Aim of the task: Only the lines from the first line of the entries through the line with "the buddha's neck." belong in the answer, each restated word for word and without pictures.

Information:
________________________
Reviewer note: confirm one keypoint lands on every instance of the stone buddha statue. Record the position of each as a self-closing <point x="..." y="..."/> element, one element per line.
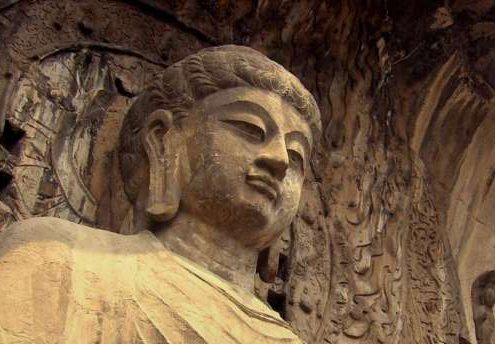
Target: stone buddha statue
<point x="213" y="157"/>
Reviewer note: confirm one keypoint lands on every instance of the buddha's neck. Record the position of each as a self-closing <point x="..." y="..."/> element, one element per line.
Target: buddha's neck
<point x="210" y="248"/>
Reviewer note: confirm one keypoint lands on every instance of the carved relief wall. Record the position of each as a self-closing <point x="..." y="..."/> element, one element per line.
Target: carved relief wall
<point x="382" y="248"/>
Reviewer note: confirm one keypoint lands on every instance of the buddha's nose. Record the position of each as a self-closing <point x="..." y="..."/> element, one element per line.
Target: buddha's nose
<point x="274" y="158"/>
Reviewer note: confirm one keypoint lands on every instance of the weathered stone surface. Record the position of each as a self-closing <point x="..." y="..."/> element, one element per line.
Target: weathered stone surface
<point x="394" y="231"/>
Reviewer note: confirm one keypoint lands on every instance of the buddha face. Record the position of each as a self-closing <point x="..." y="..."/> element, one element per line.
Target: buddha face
<point x="247" y="154"/>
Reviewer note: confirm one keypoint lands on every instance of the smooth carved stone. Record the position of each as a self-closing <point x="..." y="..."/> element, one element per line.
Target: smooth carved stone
<point x="212" y="159"/>
<point x="66" y="283"/>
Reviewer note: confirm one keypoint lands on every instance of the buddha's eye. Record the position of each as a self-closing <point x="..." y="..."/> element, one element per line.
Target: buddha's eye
<point x="296" y="159"/>
<point x="249" y="130"/>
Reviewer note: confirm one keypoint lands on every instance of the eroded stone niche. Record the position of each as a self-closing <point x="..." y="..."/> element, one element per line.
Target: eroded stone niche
<point x="395" y="225"/>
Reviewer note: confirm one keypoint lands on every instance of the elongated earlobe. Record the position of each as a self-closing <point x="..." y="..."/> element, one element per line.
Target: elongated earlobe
<point x="163" y="156"/>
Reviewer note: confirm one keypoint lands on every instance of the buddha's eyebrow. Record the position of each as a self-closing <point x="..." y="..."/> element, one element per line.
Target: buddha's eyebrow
<point x="250" y="107"/>
<point x="299" y="136"/>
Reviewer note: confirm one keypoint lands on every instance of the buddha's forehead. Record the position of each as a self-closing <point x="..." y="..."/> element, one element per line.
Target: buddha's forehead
<point x="251" y="99"/>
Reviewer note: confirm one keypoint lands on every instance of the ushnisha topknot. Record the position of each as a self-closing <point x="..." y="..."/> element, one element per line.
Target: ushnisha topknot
<point x="201" y="74"/>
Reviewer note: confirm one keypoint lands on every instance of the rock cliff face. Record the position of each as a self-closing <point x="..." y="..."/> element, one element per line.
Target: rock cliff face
<point x="394" y="241"/>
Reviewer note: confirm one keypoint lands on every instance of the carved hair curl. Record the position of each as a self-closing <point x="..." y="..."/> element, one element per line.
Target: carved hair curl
<point x="198" y="76"/>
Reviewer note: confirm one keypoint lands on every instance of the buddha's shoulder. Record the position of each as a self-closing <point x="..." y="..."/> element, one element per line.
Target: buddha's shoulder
<point x="59" y="233"/>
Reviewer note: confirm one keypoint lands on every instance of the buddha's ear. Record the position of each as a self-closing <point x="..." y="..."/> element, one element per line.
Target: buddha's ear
<point x="161" y="148"/>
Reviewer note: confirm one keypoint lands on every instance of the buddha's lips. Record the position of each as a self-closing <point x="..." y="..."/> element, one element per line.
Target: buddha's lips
<point x="264" y="184"/>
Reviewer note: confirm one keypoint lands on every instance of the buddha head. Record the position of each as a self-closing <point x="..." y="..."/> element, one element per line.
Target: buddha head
<point x="225" y="136"/>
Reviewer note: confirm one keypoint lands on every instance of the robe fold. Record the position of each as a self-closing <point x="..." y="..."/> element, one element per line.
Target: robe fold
<point x="65" y="283"/>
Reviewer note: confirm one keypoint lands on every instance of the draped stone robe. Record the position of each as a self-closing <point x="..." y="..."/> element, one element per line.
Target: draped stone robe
<point x="65" y="283"/>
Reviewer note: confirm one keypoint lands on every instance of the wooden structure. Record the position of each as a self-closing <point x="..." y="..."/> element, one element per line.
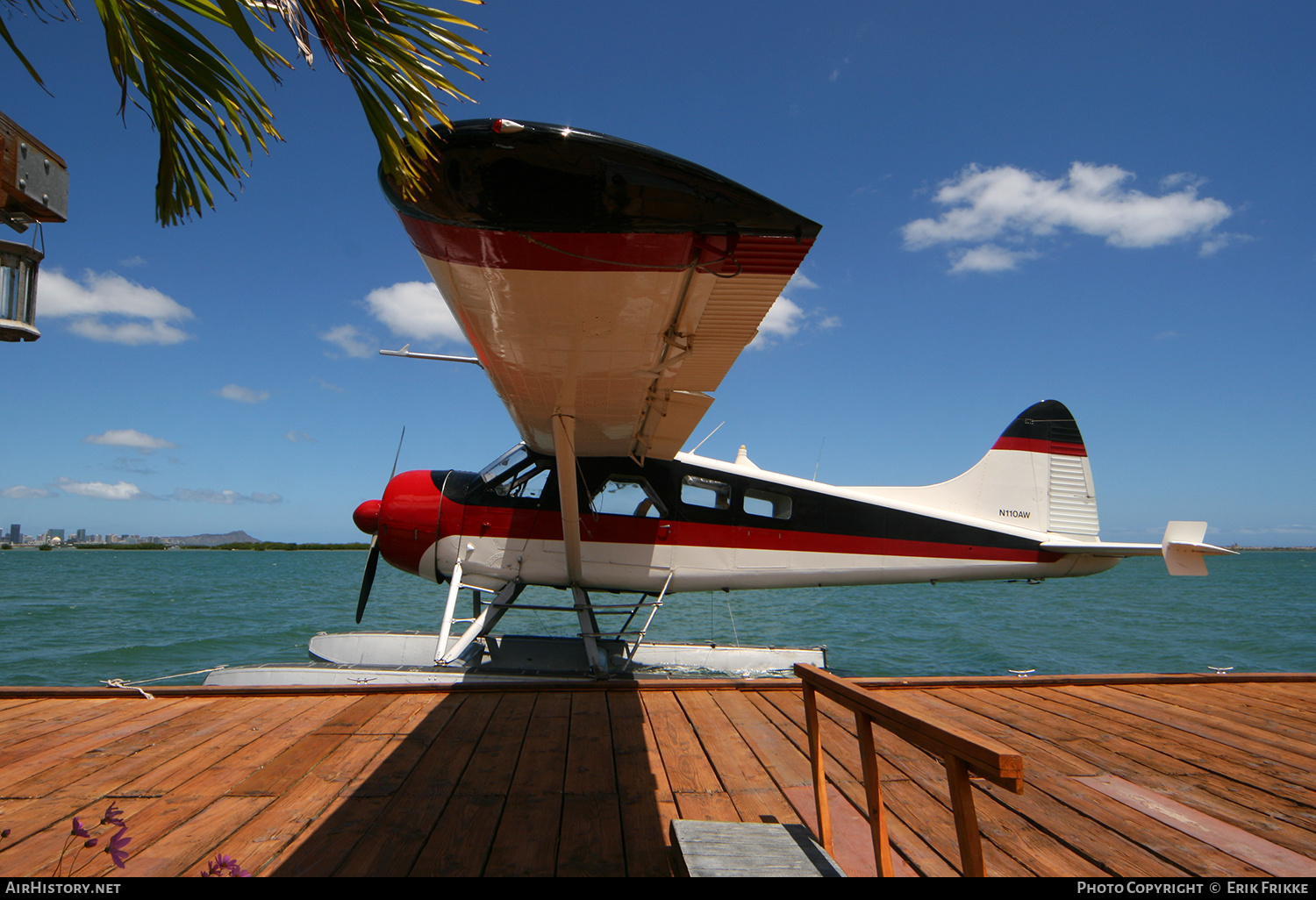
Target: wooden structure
<point x="1126" y="775"/>
<point x="747" y="850"/>
<point x="931" y="731"/>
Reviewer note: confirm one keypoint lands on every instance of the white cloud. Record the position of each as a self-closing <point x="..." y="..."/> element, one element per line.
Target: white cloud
<point x="224" y="497"/>
<point x="782" y="321"/>
<point x="786" y="318"/>
<point x="108" y="307"/>
<point x="24" y="492"/>
<point x="799" y="281"/>
<point x="415" y="310"/>
<point x="103" y="491"/>
<point x="1015" y="205"/>
<point x="989" y="258"/>
<point x="241" y="394"/>
<point x="350" y="341"/>
<point x="1218" y="242"/>
<point x="131" y="437"/>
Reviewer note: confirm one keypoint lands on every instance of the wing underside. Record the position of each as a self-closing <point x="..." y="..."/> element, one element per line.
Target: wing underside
<point x="597" y="279"/>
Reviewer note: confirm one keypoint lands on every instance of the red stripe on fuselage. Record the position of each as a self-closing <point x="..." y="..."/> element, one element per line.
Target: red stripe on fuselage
<point x="547" y="525"/>
<point x="1034" y="445"/>
<point x="602" y="252"/>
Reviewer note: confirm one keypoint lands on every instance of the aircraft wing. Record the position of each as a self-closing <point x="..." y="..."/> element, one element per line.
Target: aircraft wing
<point x="597" y="279"/>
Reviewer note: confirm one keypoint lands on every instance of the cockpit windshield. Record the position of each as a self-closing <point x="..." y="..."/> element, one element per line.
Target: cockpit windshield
<point x="511" y="460"/>
<point x="516" y="474"/>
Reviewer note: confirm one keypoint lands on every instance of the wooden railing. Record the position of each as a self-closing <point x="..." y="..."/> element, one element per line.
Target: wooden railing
<point x="961" y="752"/>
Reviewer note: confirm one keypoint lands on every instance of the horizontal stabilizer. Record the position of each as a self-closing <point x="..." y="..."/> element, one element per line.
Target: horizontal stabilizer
<point x="1182" y="547"/>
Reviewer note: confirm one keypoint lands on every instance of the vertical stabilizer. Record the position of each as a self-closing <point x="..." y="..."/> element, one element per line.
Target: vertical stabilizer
<point x="1036" y="476"/>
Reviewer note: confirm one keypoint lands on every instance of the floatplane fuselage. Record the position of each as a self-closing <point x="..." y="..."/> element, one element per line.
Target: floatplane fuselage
<point x="1026" y="511"/>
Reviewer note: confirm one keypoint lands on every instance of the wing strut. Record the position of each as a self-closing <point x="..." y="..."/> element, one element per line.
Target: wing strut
<point x="563" y="449"/>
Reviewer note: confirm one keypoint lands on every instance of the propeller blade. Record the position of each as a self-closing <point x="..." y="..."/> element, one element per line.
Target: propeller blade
<point x="368" y="578"/>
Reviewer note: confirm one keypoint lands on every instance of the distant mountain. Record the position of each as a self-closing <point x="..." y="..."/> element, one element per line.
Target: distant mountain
<point x="213" y="539"/>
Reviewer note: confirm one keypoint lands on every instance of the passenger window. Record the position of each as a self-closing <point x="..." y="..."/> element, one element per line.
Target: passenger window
<point x="705" y="492"/>
<point x="626" y="496"/>
<point x="770" y="505"/>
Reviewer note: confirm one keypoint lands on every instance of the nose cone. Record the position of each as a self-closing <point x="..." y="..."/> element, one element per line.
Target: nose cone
<point x="368" y="516"/>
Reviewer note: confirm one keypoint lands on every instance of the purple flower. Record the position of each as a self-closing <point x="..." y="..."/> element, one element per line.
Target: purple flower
<point x="223" y="863"/>
<point x="116" y="847"/>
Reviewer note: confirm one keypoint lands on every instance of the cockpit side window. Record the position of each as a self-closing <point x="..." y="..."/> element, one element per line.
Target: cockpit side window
<point x="626" y="495"/>
<point x="705" y="492"/>
<point x="768" y="504"/>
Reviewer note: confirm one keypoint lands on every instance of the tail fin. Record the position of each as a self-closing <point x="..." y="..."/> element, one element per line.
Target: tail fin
<point x="1036" y="475"/>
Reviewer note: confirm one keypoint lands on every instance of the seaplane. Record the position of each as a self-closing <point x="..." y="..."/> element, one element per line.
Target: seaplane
<point x="605" y="289"/>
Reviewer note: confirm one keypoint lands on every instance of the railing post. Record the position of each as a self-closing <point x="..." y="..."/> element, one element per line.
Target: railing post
<point x="966" y="820"/>
<point x="873" y="789"/>
<point x="811" y="721"/>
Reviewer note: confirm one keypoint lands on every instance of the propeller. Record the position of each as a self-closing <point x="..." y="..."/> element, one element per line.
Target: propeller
<point x="368" y="579"/>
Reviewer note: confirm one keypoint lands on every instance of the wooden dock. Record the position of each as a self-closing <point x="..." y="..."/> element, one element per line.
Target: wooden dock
<point x="1126" y="775"/>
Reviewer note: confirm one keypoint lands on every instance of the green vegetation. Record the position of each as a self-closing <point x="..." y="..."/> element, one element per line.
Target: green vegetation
<point x="258" y="545"/>
<point x="208" y="115"/>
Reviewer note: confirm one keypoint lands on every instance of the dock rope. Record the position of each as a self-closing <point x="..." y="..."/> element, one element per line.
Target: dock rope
<point x="133" y="686"/>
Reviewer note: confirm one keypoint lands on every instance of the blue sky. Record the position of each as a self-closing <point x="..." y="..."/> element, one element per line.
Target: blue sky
<point x="1103" y="203"/>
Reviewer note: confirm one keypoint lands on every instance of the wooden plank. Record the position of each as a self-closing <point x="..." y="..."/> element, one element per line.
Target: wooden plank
<point x="1229" y="718"/>
<point x="591" y="842"/>
<point x="1269" y="857"/>
<point x="175" y="757"/>
<point x="749" y="850"/>
<point x="329" y="846"/>
<point x="183" y="850"/>
<point x="526" y="839"/>
<point x="647" y="804"/>
<point x="460" y="841"/>
<point x="684" y="762"/>
<point x="391" y="844"/>
<point x="750" y="789"/>
<point x="294" y="761"/>
<point x="261" y="841"/>
<point x="53" y="747"/>
<point x="1061" y="805"/>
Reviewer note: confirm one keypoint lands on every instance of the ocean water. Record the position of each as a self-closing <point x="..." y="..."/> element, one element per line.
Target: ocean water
<point x="74" y="618"/>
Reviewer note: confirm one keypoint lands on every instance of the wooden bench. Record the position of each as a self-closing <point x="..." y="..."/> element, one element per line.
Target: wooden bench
<point x="961" y="750"/>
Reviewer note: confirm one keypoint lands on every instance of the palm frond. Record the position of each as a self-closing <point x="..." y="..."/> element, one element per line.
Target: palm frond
<point x="210" y="116"/>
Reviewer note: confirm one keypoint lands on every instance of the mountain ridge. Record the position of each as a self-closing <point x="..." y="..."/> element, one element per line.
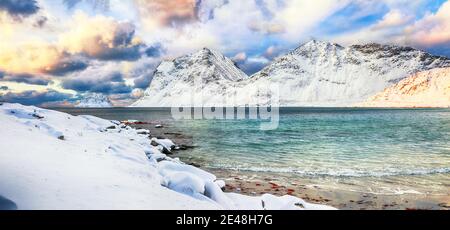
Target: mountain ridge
<point x="316" y="73"/>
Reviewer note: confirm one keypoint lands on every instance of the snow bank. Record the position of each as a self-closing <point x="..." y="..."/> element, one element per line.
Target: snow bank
<point x="52" y="160"/>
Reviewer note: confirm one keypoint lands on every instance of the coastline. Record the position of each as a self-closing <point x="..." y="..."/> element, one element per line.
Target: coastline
<point x="308" y="189"/>
<point x="54" y="160"/>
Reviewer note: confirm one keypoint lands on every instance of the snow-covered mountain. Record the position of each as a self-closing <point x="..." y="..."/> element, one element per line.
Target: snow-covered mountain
<point x="314" y="74"/>
<point x="424" y="89"/>
<point x="94" y="100"/>
<point x="194" y="79"/>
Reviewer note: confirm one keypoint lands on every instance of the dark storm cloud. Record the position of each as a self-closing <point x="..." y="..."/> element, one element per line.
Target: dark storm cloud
<point x="110" y="84"/>
<point x="34" y="97"/>
<point x="24" y="78"/>
<point x="19" y="7"/>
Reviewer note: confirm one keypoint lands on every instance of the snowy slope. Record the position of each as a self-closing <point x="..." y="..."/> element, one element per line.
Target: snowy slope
<point x="424" y="89"/>
<point x="52" y="160"/>
<point x="94" y="100"/>
<point x="325" y="74"/>
<point x="314" y="74"/>
<point x="198" y="78"/>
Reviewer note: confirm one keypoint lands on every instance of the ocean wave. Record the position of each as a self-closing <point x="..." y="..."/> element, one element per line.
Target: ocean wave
<point x="341" y="172"/>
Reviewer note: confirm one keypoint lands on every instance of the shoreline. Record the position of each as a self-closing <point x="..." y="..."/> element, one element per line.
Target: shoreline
<point x="249" y="183"/>
<point x="257" y="183"/>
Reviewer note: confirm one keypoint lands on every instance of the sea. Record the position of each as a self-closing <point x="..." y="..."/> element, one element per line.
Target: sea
<point x="375" y="151"/>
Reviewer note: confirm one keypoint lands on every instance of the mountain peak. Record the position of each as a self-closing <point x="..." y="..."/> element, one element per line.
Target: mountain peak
<point x="316" y="45"/>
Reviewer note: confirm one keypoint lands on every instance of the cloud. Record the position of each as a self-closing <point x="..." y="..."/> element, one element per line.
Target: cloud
<point x="104" y="79"/>
<point x="67" y="65"/>
<point x="253" y="64"/>
<point x="19" y="8"/>
<point x="35" y="97"/>
<point x="155" y="50"/>
<point x="168" y="13"/>
<point x="393" y="18"/>
<point x="96" y="4"/>
<point x="102" y="38"/>
<point x="142" y="82"/>
<point x="240" y="57"/>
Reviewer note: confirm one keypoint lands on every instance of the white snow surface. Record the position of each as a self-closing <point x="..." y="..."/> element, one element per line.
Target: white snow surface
<point x="315" y="74"/>
<point x="53" y="160"/>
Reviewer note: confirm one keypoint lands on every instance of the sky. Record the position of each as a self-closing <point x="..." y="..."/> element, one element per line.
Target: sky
<point x="55" y="52"/>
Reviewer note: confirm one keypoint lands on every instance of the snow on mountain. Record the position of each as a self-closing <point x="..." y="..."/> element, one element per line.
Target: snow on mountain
<point x="198" y="78"/>
<point x="94" y="100"/>
<point x="325" y="74"/>
<point x="53" y="160"/>
<point x="424" y="89"/>
<point x="314" y="74"/>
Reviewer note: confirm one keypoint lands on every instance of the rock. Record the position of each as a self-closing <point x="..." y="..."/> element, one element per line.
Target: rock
<point x="195" y="165"/>
<point x="35" y="115"/>
<point x="154" y="143"/>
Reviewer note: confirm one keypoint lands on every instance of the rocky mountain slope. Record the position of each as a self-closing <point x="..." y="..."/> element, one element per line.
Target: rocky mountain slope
<point x="424" y="89"/>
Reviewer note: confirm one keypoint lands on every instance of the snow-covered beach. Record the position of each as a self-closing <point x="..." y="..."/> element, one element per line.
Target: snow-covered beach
<point x="53" y="160"/>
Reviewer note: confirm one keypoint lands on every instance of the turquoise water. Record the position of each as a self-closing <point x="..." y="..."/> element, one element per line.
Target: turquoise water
<point x="381" y="150"/>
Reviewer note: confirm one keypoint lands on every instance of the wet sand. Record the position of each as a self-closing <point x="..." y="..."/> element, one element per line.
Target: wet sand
<point x="255" y="184"/>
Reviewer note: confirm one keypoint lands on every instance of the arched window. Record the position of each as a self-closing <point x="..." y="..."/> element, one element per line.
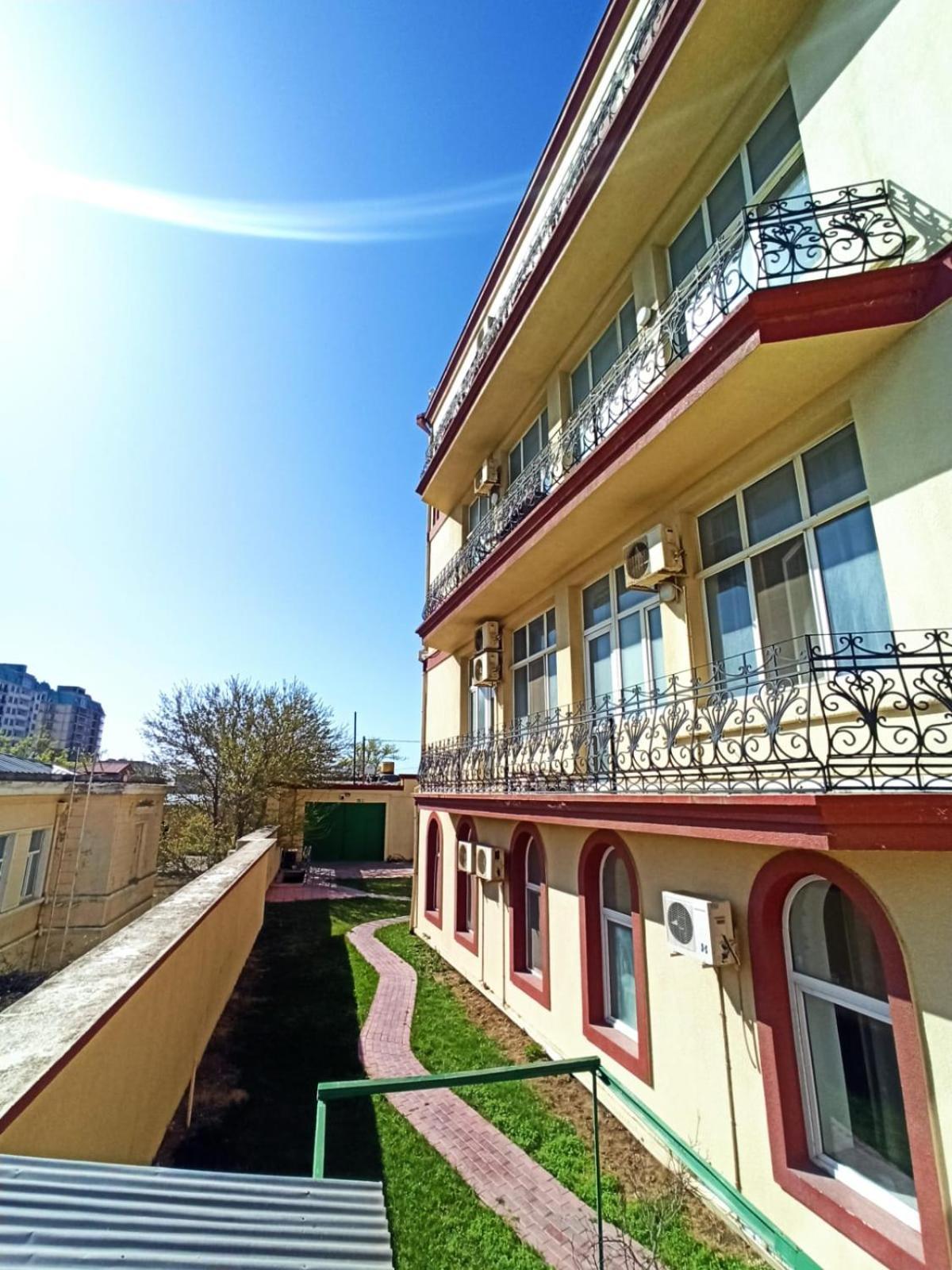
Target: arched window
<point x="466" y="893"/>
<point x="528" y="914"/>
<point x="617" y="945"/>
<point x="846" y="1049"/>
<point x="433" y="873"/>
<point x="613" y="982"/>
<point x="848" y="1108"/>
<point x="535" y="882"/>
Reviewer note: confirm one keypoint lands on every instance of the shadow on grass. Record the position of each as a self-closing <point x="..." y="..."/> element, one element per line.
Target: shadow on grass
<point x="291" y="1022"/>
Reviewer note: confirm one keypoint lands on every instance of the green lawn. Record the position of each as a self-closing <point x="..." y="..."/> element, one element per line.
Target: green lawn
<point x="444" y="1041"/>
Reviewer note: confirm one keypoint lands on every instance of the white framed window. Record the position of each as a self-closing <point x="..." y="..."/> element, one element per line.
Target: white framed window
<point x="619" y="334"/>
<point x="482" y="705"/>
<point x="622" y="637"/>
<point x="535" y="882"/>
<point x="6" y="841"/>
<point x="476" y="512"/>
<point x="535" y="689"/>
<point x="36" y="867"/>
<point x="617" y="945"/>
<point x="770" y="165"/>
<point x="846" y="1048"/>
<point x="531" y="442"/>
<point x="790" y="556"/>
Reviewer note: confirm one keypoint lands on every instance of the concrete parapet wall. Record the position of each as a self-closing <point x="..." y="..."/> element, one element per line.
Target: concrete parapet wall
<point x="94" y="1062"/>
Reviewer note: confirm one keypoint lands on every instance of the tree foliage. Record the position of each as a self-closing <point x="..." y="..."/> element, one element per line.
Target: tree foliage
<point x="226" y="746"/>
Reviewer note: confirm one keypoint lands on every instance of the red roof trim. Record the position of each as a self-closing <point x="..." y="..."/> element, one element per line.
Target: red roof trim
<point x="812" y="822"/>
<point x="666" y="40"/>
<point x="858" y="302"/>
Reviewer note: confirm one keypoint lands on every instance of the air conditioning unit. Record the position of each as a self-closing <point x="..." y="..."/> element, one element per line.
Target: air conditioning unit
<point x="486" y="670"/>
<point x="490" y="863"/>
<point x="488" y="637"/>
<point x="701" y="929"/>
<point x="486" y="478"/>
<point x="653" y="558"/>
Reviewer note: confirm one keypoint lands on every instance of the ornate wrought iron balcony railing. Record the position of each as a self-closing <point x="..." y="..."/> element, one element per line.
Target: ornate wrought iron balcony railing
<point x="774" y="244"/>
<point x="609" y="103"/>
<point x="844" y="713"/>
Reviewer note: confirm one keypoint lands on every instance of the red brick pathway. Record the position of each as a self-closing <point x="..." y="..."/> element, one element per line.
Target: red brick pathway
<point x="539" y="1210"/>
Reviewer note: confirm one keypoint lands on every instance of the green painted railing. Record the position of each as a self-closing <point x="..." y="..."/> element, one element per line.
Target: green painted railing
<point x="774" y="1240"/>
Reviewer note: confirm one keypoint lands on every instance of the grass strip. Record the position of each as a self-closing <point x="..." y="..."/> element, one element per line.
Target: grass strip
<point x="444" y="1039"/>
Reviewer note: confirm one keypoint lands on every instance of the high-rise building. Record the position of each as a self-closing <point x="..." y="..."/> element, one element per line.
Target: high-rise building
<point x="29" y="706"/>
<point x="685" y="787"/>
________________________
Answer area:
Reviewer note: confirm one keypoint lands on every instance of the stone buddha statue. Record the position of each as a self-closing <point x="..." y="..."/> element, one element per line.
Target: stone buddha statue
<point x="213" y="157"/>
Reviewer note: confirm one keypoint lands on every instance of the buddha's neck. Record the position of each as a self-closing <point x="..." y="..."/> element, one element per line.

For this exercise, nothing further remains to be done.